To do: Rewrite the part that opens with the line containing "the person standing." and closes with the line containing "[[293, 435, 438, 480]]", replacing "utility cable" with "overhead wire" and leaving everything else unchanged. Output only those lines.

Data lines:
-*-
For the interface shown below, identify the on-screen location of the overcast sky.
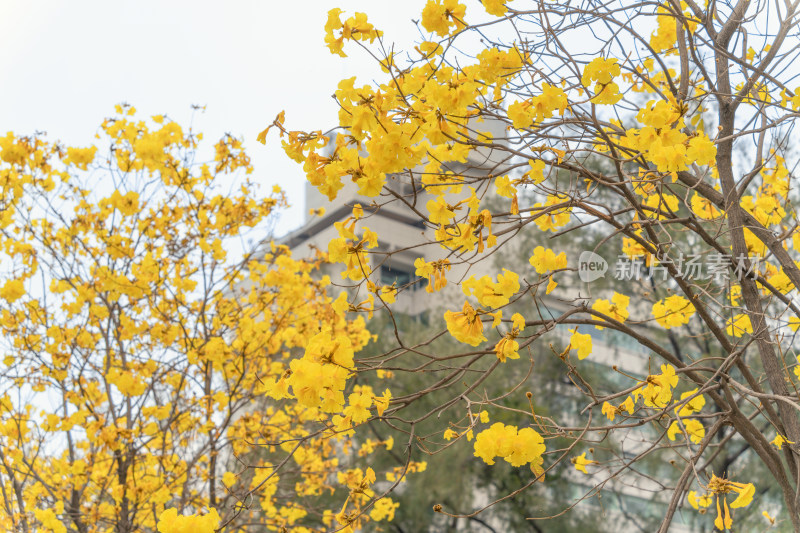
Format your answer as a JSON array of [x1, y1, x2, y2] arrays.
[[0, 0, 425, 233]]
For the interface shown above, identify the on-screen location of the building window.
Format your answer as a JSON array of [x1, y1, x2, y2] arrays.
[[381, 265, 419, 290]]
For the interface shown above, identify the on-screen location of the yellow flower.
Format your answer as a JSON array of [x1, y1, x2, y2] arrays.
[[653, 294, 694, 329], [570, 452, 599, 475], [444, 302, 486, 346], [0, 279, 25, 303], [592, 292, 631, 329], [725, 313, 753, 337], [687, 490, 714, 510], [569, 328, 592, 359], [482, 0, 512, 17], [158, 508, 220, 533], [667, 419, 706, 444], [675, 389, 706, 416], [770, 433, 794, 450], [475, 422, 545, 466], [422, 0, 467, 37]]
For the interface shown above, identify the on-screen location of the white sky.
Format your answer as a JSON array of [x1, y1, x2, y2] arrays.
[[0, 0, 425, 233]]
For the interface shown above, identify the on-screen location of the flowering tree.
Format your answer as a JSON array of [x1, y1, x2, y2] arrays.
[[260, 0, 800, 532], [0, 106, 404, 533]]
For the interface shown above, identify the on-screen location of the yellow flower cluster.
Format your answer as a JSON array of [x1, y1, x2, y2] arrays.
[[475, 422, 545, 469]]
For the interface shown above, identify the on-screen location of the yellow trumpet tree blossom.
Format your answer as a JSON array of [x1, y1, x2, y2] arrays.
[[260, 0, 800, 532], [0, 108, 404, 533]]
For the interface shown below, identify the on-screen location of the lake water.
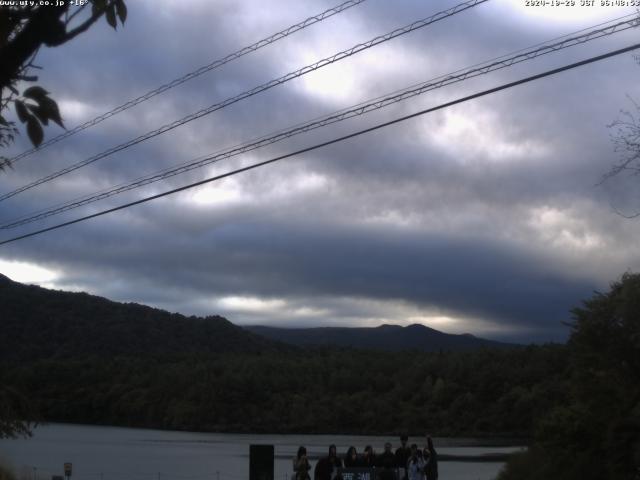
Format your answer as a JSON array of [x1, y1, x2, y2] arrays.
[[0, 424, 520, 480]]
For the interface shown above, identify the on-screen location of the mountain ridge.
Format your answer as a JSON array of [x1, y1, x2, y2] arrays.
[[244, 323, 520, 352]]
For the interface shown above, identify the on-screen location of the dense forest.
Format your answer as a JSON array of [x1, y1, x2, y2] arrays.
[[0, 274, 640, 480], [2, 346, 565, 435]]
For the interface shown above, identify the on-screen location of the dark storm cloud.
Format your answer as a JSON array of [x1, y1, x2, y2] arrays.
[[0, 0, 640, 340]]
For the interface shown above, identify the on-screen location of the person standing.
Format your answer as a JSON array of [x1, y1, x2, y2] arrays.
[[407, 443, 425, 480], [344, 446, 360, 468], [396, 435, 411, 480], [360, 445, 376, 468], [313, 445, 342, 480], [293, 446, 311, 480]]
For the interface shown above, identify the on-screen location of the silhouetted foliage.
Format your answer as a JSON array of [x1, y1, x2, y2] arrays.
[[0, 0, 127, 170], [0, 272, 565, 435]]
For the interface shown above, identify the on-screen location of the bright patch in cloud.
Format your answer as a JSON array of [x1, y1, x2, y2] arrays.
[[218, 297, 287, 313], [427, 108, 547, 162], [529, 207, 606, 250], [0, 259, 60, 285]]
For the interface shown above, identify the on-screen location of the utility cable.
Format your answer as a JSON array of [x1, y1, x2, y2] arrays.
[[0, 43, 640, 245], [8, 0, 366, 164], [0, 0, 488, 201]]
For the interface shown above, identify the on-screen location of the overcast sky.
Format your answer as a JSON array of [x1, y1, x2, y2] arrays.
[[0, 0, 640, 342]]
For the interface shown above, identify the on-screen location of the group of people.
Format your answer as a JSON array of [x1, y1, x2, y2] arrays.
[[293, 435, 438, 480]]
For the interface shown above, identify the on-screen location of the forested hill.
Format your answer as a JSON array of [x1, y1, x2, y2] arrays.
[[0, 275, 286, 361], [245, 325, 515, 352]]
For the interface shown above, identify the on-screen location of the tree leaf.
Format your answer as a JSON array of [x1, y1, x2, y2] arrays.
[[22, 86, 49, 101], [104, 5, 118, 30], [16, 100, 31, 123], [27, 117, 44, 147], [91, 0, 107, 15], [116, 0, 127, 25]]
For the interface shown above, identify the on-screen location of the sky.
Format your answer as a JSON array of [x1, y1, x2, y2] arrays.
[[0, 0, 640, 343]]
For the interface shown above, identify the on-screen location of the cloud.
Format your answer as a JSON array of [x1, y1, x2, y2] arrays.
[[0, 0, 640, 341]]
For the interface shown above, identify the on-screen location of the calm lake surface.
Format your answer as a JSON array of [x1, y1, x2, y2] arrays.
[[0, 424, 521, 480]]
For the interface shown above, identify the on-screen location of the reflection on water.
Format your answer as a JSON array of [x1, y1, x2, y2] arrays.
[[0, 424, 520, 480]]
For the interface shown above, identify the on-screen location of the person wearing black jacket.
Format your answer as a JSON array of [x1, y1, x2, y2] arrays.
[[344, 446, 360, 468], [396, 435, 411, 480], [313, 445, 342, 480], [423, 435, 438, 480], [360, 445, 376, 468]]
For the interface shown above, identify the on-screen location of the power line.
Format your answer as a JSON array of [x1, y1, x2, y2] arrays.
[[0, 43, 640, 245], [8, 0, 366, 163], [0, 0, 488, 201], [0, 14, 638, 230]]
-*-
Solution to this exercise:
For the interface shown above, identify the on-screen location of the person standing.
Format your answer as a JSON array of [x1, y1, x2, y2] arrays.
[[407, 443, 425, 480], [344, 446, 360, 468], [396, 435, 411, 480], [360, 445, 376, 468], [313, 445, 342, 480], [293, 446, 311, 480]]
For the interface shown above, identify the on-screen location of the silhouetted foliage.
Format your answer as a JSON array of [x1, y1, x2, y2] arrays.
[[0, 0, 127, 170], [0, 272, 565, 435]]
For the interface shown above, identify the on-screen location of the bright patch in cloud.
Format your answer as a JSON array of [x1, y1, x2, y2] arrays.
[[218, 297, 287, 313], [427, 108, 547, 162], [529, 207, 606, 250], [0, 259, 60, 285]]
For the interface shown above, identify the on-screen location of the overhead wire.
Format your answer as a JSON array of [x1, y1, x2, y2] arrays.
[[0, 43, 640, 245], [8, 0, 366, 164], [0, 0, 488, 201]]
For the interface shown above, identify the on-screen location of the overcast sky.
Format your answer as a JSON array of [x1, y1, x2, y2] arrays.
[[0, 0, 640, 342]]
For the interface shown above, identify the on-screen location of the group of people.
Format your answer as a JSON array of [x1, y1, x2, y2] arrays.
[[293, 435, 438, 480]]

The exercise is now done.